▶ [Materials provided]
BEGIN

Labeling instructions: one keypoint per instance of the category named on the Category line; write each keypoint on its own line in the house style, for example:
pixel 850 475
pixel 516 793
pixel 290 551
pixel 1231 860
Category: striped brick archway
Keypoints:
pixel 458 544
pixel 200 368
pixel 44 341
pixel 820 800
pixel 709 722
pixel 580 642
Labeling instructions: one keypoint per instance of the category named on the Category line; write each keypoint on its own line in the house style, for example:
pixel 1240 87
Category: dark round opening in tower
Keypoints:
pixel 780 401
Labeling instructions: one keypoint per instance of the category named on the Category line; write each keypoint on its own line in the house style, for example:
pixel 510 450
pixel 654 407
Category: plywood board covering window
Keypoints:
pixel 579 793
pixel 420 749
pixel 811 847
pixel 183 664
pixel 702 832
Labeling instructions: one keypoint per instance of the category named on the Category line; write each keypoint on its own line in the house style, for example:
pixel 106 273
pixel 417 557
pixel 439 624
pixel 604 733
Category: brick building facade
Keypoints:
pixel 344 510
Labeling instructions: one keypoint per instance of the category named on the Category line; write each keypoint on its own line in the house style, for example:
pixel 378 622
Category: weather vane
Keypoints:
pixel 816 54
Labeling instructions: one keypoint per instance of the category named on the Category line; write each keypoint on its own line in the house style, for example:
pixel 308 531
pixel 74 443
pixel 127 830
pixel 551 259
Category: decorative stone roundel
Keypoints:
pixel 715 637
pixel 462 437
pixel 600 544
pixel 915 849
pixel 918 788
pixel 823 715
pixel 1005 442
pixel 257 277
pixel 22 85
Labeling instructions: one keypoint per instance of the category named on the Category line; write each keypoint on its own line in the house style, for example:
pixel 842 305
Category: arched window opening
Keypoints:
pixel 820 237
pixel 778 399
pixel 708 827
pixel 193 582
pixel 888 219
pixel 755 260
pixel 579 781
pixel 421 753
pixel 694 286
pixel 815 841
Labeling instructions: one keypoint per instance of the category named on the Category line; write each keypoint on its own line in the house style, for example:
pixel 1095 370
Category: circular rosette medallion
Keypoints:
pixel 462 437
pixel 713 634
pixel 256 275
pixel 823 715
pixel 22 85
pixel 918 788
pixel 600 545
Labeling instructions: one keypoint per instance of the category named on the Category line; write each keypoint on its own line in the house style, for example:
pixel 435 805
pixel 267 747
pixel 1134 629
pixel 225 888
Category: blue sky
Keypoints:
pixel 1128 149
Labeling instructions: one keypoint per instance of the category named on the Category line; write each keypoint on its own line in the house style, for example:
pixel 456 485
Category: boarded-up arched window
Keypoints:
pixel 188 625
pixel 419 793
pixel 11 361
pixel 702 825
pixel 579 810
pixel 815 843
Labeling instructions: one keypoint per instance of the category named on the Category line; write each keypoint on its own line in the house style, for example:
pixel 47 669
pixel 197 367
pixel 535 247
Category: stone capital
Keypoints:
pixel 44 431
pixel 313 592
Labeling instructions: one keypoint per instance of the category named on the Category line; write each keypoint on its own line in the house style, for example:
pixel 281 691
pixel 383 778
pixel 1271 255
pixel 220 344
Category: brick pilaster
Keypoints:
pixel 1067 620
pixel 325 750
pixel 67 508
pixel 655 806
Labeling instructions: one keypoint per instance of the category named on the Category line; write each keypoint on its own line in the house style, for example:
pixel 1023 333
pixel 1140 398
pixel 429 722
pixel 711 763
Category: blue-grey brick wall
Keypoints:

END

▶ [Exercise requirements] Revise the rows from their first line through the line containing "pixel 200 368", replacing "striped brick archway" with "striped stone archway" and keeping everything else the same.

▶ [Result below]
Labeling instructions: one keypoint per instance of the category named on the Category line; write each keypoint on its own line in the house style, for example:
pixel 850 475
pixel 516 793
pixel 290 551
pixel 1231 860
Category: striped stone archway
Keypoints:
pixel 458 544
pixel 200 368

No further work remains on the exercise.